(Coordinate annotation listing)
——————————
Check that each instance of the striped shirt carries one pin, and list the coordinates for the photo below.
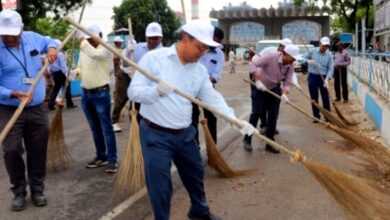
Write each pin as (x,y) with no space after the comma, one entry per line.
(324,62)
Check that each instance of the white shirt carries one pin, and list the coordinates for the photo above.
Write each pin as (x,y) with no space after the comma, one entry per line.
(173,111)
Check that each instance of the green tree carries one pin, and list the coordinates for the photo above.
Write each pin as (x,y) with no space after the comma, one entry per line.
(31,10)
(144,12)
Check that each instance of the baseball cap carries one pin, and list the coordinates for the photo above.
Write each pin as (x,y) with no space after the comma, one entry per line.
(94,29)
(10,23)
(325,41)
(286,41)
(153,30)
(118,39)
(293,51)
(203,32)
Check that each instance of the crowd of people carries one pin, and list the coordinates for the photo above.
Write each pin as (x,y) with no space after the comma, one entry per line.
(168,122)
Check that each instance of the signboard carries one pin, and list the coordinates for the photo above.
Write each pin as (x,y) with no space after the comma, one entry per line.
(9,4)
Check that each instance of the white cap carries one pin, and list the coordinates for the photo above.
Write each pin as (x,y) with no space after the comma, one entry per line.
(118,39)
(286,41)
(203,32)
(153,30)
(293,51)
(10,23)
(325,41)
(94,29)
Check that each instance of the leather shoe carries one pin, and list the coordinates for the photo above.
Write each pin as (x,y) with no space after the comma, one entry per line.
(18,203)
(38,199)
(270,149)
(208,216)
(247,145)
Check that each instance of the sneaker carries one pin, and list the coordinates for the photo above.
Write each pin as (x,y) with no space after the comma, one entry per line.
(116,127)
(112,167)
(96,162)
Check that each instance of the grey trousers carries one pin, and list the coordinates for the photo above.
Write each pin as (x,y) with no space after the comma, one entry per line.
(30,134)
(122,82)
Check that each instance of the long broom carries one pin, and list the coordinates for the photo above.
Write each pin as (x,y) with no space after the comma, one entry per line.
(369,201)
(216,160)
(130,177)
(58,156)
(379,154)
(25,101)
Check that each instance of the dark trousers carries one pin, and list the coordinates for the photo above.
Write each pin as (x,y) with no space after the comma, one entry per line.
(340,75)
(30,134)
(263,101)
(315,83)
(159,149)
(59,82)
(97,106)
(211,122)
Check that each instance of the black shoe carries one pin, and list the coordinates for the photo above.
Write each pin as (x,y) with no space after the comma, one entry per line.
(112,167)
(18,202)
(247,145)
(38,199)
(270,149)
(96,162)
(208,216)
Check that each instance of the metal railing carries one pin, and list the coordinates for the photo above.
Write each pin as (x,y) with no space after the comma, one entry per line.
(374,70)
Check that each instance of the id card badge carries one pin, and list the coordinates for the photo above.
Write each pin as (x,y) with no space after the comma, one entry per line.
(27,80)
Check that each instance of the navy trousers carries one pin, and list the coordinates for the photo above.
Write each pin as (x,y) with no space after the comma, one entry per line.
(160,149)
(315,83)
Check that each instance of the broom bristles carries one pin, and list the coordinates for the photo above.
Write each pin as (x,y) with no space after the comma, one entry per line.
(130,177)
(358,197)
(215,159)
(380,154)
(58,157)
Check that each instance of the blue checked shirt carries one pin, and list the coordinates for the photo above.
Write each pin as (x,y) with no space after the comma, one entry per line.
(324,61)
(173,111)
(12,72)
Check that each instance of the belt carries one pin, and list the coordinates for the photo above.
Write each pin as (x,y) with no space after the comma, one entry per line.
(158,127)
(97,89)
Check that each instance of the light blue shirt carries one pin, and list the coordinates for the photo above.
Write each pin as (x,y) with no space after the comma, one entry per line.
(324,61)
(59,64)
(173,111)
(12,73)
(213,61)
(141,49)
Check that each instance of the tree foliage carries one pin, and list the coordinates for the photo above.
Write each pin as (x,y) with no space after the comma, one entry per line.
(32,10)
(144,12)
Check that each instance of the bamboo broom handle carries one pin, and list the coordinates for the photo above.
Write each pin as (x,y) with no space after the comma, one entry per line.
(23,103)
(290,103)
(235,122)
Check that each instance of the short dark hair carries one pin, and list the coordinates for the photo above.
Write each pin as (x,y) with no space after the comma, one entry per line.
——————————
### Problem requirements
Can you render the listing above as a Markdown table with the columns "Row" and "Listing line," one row per line and blank lines omitted? Leave the pictures out of the table.

### Reply to the exercise
| Row | Listing line |
|---|---|
| 1 | Check that each instance of the striped shirt carries one pin, and list the coordinates for the photo below. |
| 2 | Write each pin as (x,y) with no space after the comma, one entry per line. |
| 3 | (324,62) |
| 4 | Check that each instance of the white shirt carries one pin, and list the coordinates for the photo above. |
| 5 | Write each pin as (x,y) with no space after the comma, one entry per line. |
| 6 | (173,111) |
| 7 | Check that each instance of the green tree carries one pin, and list the coordinates for the photo above. |
| 8 | Write each pin as (x,y) with no space after the comma, one entry per line. |
| 9 | (31,10) |
| 10 | (144,12) |
| 11 | Check that each instance of the baseball cap carries one pin, and list the coordinates for the photo above. |
| 12 | Write each pin as (x,y) with no space after the comma, one entry per line. |
| 13 | (94,29) |
| 14 | (10,23) |
| 15 | (325,41) |
| 16 | (286,41) |
| 17 | (153,30) |
| 18 | (118,39) |
| 19 | (293,51) |
| 20 | (203,32) |
| 21 | Check that each instance of the crowd of people carries one pin, and list the coordinates for the photo above. |
| 22 | Write each pin as (x,y) with no space after the comma, one entry per line. |
| 23 | (168,122) |
| 24 | Check that each instance of the signboard carries one pin, and list the coordinates for the photo above. |
| 25 | Write each pin as (x,y) with no space after the comma, one entry per line. |
| 26 | (9,4) |
| 27 | Check that each instance of the white cap carries one pin, and list the coordinates for the photo above. |
| 28 | Write each pin as (x,y) with no space after the comma, one entry per line. |
| 29 | (118,39) |
| 30 | (286,41) |
| 31 | (203,32) |
| 32 | (153,30) |
| 33 | (293,51) |
| 34 | (10,23) |
| 35 | (325,41) |
| 36 | (94,29) |
| 37 | Check that each instance of the leather shoe carries one pin, and list the coordinates for the photo above. |
| 38 | Write each pin as (x,y) with no space after the comma, one entry per line. |
| 39 | (18,203) |
| 40 | (38,199) |
| 41 | (270,149) |
| 42 | (208,216) |
| 43 | (247,145) |
| 44 | Check that each instance of the sneaker carries one pin, and list the coordinates for the photo above. |
| 45 | Write each pin as (x,y) with no space after the comma, one entry per line. |
| 46 | (116,127) |
| 47 | (112,167) |
| 48 | (96,162) |
| 49 | Check that each instance of the grey trousers carries one pin, and list the coordinates for the photo above. |
| 50 | Write each pin as (x,y) with no space after the comma, one entry per line. |
| 51 | (30,134) |
| 52 | (122,82) |
| 53 | Check that each instance of the long broom carries one pin, and list the coordinates for the photo above. |
| 54 | Write each pin as (x,y) with no space after the comma, one entry per line. |
| 55 | (369,201) |
| 56 | (216,160) |
| 57 | (130,177) |
| 58 | (58,156) |
| 59 | (379,154) |
| 60 | (25,101) |
| 61 | Check that each instance of the dark trousers carries one pin, and list the coordinates for the photo above. |
| 62 | Write each pin as (x,y) with no space after the comma, one entry per line. |
| 63 | (340,75) |
| 64 | (30,134) |
| 65 | (263,101) |
| 66 | (315,83) |
| 67 | (159,149) |
| 68 | (59,82) |
| 69 | (97,106) |
| 70 | (211,122) |
| 71 | Check that each instance of the black shoe carries one pin, and list the coordinates for the photo above. |
| 72 | Write each pin as (x,y) with no space after the comma, one entry per line. |
| 73 | (112,167) |
| 74 | (18,202) |
| 75 | (247,145) |
| 76 | (38,199) |
| 77 | (270,149) |
| 78 | (96,162) |
| 79 | (208,216) |
| 80 | Check that each instance of the metal railing carries one pin, and list the coordinates for the photo above. |
| 81 | Write each pin as (x,y) with no space after the comma, one entry per line. |
| 82 | (374,70) |
| 83 | Check that each instance of the id card badge carries one pin, and list the coordinates for the photo above. |
| 84 | Write each pin as (x,y) with no space after the comma, one entry per line. |
| 85 | (27,80) |
| 86 | Check that each instance of the navy trousers carries one pin, and list the coordinates for the photo above. |
| 87 | Write each pin as (x,y) with no space after the comma, one entry per line. |
| 88 | (160,149) |
| 89 | (315,83) |
| 90 | Check that each instance of the broom bristles carries one pin, and list the coordinates for the photo above. |
| 91 | Write each pin as (x,y) with no space after the comma, one entry per line. |
| 92 | (130,177) |
| 93 | (358,197) |
| 94 | (215,159) |
| 95 | (380,154) |
| 96 | (58,157) |
| 97 | Check that each instance of the blue checked shirt carries one pin, and list the coordinates for the photo above. |
| 98 | Write each pin as (x,y) with no space after the comma, one entry per line. |
| 99 | (324,61) |
| 100 | (173,111) |
| 101 | (12,72) |
| 102 | Check that each instance of the belt carries one pin, and list the coordinates for the photo above. |
| 103 | Write each pin as (x,y) with no space after the comma, one entry per line. |
| 104 | (158,127) |
| 105 | (97,89) |
| 106 | Check that each instance of the light blue shirt carries one pin, and list the coordinates for the photo above. |
| 107 | Write each pin as (x,y) with no space after the comma, one entry per line. |
| 108 | (324,61) |
| 109 | (59,64) |
| 110 | (173,111) |
| 111 | (12,73) |
| 112 | (213,61) |
| 113 | (141,49) |
| 114 | Check that each instance of the tree foliage carries one pin, and list the coordinates for the photo above. |
| 115 | Write each pin as (x,y) with no space after the comma, one entry per line. |
| 116 | (32,10) |
| 117 | (144,12) |
| 118 | Check that each instance of the bamboo broom handle carries one pin, and list the coordinates for the photo above. |
| 119 | Write each pin as (x,y) with no space after the comma, one entry per line. |
| 120 | (23,103) |
| 121 | (290,103) |
| 122 | (235,122) |
| 123 | Check that each instance of the short dark hair carries one pin, and list the coordinates for the photo above. |
| 124 | Write each pin as (x,y) with no space after the comma, one entry per line. |